TASK PROMPT: Copy out all of the rows below with every instance of "boxes" replaced by "rectangles" and nothing else changed. Leave the pictures out.

DATA EXCERPTS:
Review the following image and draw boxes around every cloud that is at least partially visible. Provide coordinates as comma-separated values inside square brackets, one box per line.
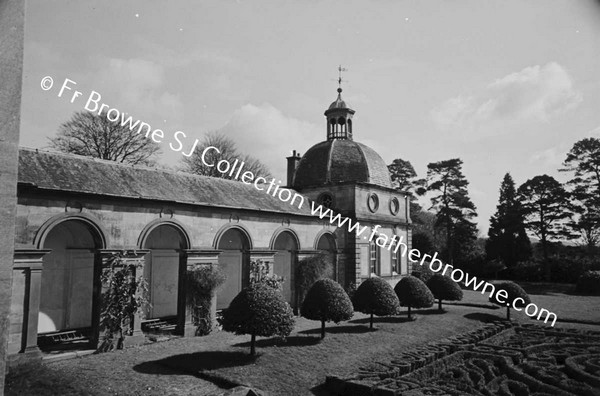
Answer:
[218, 103, 326, 183]
[431, 62, 582, 129]
[99, 58, 183, 119]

RESPONSE:
Review the following image and draw rectangles around every cloud that is at least partially visible. Provide coordinates as comma-separated values inside square brackets, one box per line.
Answer:
[218, 103, 326, 183]
[431, 62, 582, 129]
[99, 58, 183, 119]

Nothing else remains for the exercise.